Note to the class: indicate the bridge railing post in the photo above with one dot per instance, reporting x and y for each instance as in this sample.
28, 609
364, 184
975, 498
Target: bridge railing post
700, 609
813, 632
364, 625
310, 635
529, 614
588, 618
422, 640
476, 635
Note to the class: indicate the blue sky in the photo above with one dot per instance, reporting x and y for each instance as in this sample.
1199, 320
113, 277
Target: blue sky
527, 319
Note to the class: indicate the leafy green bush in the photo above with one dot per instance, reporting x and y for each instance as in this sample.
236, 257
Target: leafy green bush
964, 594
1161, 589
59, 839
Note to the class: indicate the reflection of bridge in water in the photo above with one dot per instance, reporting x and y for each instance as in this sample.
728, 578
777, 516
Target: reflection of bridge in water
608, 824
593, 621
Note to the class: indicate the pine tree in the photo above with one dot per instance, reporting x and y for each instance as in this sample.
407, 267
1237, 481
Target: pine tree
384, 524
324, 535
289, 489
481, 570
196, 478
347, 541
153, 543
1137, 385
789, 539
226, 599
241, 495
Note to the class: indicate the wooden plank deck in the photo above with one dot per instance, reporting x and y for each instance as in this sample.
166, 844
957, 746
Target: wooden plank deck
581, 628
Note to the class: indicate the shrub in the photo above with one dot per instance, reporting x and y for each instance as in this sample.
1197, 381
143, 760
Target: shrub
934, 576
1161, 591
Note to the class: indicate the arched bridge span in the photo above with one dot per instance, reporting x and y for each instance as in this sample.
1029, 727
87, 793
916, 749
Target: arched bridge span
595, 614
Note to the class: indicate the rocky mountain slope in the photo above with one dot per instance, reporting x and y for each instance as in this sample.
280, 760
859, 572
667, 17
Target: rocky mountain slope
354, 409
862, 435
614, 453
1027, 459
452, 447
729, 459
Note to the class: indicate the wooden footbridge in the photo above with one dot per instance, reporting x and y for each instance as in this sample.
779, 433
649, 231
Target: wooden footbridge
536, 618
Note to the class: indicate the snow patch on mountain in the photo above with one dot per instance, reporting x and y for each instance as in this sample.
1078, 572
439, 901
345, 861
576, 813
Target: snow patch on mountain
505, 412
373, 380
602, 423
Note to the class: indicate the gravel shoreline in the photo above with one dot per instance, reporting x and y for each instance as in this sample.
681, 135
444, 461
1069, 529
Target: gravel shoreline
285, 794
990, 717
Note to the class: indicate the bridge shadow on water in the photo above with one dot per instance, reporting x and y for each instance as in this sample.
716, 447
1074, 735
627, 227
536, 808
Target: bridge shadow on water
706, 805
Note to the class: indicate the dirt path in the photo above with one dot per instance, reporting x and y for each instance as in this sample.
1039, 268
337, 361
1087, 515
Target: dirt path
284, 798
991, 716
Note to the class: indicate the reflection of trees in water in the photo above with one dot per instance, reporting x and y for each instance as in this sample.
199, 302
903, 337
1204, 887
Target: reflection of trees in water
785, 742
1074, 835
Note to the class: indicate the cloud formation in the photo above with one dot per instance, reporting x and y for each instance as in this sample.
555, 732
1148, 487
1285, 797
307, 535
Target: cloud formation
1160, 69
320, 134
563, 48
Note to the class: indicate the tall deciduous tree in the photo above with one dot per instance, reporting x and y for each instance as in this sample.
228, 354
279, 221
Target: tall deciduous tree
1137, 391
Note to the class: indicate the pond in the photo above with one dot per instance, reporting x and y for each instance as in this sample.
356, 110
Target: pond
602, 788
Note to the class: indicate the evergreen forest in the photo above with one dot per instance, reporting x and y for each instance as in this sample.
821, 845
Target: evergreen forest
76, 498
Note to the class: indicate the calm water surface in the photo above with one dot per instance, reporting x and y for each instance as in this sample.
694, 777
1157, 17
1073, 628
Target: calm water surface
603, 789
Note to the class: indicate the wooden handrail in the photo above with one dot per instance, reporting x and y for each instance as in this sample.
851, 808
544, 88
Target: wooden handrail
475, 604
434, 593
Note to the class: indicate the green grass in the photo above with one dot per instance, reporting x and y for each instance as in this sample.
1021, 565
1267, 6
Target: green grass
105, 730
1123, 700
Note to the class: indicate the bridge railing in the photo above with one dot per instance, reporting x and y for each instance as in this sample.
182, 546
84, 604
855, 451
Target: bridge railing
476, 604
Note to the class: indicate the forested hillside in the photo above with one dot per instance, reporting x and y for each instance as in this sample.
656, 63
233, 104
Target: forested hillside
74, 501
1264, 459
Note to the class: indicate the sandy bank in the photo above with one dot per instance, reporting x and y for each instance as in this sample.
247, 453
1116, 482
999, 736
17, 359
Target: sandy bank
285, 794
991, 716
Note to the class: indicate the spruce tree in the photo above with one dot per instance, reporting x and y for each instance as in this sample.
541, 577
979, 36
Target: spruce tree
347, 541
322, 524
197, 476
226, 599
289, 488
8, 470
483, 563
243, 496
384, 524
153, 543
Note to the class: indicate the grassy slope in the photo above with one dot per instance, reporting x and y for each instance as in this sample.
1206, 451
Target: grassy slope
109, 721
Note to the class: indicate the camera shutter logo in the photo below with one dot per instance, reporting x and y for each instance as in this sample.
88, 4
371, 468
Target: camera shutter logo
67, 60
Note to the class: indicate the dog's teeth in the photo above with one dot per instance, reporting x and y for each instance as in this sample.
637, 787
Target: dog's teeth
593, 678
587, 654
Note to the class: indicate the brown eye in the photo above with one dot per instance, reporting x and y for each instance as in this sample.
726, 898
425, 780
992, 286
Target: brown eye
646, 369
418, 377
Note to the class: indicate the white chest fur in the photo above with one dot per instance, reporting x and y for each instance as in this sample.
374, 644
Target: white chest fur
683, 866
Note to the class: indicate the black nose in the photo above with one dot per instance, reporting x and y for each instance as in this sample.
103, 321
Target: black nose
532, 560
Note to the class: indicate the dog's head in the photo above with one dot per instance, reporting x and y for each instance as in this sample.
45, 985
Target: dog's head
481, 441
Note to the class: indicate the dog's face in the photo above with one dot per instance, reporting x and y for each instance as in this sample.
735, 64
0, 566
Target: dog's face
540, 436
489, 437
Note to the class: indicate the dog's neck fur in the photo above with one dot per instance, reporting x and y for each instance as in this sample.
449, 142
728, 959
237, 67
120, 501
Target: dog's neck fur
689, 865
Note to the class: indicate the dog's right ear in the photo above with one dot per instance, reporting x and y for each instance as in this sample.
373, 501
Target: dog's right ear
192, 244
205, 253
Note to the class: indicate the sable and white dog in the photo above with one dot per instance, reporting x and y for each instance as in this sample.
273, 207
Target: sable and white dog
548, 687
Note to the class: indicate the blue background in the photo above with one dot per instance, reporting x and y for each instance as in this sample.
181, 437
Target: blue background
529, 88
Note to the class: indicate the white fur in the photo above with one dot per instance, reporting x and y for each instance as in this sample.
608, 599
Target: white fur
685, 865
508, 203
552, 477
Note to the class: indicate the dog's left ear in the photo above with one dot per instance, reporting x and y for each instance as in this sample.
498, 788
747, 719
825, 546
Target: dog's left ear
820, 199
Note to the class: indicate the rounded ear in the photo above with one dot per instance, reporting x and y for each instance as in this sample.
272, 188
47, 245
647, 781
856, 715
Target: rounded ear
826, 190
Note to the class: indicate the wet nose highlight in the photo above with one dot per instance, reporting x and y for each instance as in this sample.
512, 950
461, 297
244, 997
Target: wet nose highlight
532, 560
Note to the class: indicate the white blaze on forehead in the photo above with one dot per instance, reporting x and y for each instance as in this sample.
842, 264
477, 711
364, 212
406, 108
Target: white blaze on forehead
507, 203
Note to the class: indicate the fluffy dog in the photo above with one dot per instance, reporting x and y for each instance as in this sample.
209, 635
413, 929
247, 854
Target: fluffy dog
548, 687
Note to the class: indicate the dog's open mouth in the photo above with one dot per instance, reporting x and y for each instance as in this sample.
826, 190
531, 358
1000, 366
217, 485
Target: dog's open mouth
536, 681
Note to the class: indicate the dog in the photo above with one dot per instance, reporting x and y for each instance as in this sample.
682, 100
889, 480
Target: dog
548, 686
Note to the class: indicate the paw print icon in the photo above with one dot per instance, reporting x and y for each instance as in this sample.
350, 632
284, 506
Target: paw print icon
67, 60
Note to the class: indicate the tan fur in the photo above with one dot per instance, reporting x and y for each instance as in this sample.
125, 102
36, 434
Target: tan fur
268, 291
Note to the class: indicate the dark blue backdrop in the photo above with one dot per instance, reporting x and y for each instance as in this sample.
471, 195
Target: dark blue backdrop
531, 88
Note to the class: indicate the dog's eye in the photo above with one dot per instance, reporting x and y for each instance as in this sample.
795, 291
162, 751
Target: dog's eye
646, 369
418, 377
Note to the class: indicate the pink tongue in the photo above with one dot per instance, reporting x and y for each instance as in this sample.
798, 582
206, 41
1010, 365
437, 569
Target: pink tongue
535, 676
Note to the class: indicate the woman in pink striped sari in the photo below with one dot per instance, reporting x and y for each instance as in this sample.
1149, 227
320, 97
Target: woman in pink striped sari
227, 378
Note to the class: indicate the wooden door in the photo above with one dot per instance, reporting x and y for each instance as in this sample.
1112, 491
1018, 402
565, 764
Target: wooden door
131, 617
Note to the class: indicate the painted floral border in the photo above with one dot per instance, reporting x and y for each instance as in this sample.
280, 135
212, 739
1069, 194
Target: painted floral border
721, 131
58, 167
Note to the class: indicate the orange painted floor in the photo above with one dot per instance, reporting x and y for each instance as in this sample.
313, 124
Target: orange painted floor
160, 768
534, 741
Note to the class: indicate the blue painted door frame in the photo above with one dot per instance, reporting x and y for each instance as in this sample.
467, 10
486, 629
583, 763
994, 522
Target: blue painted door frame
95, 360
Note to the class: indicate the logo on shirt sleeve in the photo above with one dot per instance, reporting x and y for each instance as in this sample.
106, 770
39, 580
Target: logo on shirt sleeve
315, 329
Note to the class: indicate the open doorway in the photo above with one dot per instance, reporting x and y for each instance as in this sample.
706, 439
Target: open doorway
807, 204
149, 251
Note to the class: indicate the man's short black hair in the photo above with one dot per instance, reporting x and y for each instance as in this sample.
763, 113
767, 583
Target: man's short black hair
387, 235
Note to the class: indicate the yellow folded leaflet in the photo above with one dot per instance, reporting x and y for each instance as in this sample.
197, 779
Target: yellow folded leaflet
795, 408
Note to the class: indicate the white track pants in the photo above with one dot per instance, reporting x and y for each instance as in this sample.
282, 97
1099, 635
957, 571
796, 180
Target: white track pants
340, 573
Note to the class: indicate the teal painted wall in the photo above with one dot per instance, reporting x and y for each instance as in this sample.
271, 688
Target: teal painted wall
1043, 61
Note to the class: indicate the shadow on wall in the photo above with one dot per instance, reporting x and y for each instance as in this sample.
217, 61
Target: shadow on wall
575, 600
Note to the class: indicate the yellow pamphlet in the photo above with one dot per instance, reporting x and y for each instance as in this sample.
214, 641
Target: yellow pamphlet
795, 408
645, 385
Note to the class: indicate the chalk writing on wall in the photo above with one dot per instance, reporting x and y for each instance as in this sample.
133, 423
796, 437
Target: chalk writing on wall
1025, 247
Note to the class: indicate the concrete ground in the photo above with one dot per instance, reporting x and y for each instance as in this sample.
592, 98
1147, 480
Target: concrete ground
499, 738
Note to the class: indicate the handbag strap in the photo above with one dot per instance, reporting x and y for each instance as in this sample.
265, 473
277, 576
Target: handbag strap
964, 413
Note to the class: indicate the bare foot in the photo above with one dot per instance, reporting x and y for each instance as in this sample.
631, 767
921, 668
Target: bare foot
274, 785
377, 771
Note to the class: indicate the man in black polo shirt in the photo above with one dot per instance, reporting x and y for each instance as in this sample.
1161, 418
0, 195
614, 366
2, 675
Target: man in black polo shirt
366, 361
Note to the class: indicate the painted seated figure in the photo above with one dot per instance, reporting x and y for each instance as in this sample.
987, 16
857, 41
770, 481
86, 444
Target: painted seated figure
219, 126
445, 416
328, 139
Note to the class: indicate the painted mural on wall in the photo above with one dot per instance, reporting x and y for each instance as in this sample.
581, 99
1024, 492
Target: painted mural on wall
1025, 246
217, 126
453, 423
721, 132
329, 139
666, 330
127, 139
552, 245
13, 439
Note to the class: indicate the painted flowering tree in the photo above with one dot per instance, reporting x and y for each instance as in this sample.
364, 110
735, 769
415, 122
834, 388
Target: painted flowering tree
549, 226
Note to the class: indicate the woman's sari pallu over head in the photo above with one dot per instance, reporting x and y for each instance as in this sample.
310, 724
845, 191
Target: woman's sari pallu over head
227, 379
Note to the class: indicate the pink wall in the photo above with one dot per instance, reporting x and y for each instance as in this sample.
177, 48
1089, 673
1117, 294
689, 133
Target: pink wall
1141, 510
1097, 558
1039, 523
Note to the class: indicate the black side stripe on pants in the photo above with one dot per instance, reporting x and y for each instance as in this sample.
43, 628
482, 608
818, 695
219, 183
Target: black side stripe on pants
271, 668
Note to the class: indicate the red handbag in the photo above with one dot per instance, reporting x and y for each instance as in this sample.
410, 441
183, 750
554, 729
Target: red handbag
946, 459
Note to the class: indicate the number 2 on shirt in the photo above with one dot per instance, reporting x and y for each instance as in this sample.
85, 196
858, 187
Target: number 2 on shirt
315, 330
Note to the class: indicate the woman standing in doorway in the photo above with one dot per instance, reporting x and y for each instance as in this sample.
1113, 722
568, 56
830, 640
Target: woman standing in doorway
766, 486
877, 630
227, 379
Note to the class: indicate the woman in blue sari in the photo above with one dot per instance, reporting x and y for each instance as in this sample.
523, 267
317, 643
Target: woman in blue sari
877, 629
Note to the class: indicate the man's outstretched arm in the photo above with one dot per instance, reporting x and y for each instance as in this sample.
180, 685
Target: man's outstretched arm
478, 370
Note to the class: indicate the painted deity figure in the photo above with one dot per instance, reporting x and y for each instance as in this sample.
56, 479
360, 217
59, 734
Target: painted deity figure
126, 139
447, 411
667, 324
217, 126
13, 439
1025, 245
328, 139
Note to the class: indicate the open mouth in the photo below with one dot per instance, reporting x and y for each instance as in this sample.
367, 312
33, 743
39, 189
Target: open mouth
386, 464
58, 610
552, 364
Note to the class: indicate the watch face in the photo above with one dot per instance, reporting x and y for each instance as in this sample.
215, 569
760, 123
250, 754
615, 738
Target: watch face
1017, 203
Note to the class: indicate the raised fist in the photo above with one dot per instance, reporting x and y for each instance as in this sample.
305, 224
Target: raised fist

^^^^^^^^^^^^^^^^

_TASK_
For this exercise, please retype exactly the lines in the listing from the line with "Note to the class: indicate the red" through its last line, both ends included.

_TASK RESPONSE_
Note to the class: indicate the red handbag in the photo above with one dot per instance, reporting x and y for each instance as in this sample.
410, 441
183, 750
554, 729
Target: red handbag
946, 459
Note to the class: indicate the number 2 on shirt in the photo above with one dot per instance, reporting x and y for each instance as in this sample.
85, 196
858, 187
Target: number 2 on shirt
315, 330
Note to the class: indicate the woman standing in doorway in the photo above with one dot per instance, reporting x and y for each instance as in this sample.
1113, 722
568, 56
830, 640
Target: woman standing in doorway
766, 486
877, 630
227, 379
Note to the class: indicate the woman in blue sari in the photo above with one dot per instance, reporting x and y for each instance as in this sample.
523, 267
317, 643
Target: woman in blue sari
877, 629
Note to the class: indicate the man's outstretched arm in the photo above with one dot per instance, reporting x and y for each instance as in this sample.
180, 685
Target: man's outstretched arm
478, 370
Note to the class: indicate the painted deity figure in the photo above with one dot per instance, reporting x and y for each instance as in this sample.
56, 479
360, 217
59, 734
Target: painted deity figure
126, 139
447, 411
667, 324
217, 126
13, 439
1025, 245
328, 139
Note to the class: indicate the open mouth in the photo below with one dot per instance, reporting x and y for each instance as in this sample.
367, 312
33, 743
39, 189
Target: open mouth
386, 464
58, 610
552, 364
Note to the class: indicate the watch face in the photo above with one dot per instance, reporting x and y for each instance as in this sample.
215, 569
760, 123
250, 754
615, 738
Target: watch face
1017, 203
Note to the class: indicate the raised fist in the photo above with one dot per instance, reporting x and y for each instance as in this sample.
305, 224
Target: raised fist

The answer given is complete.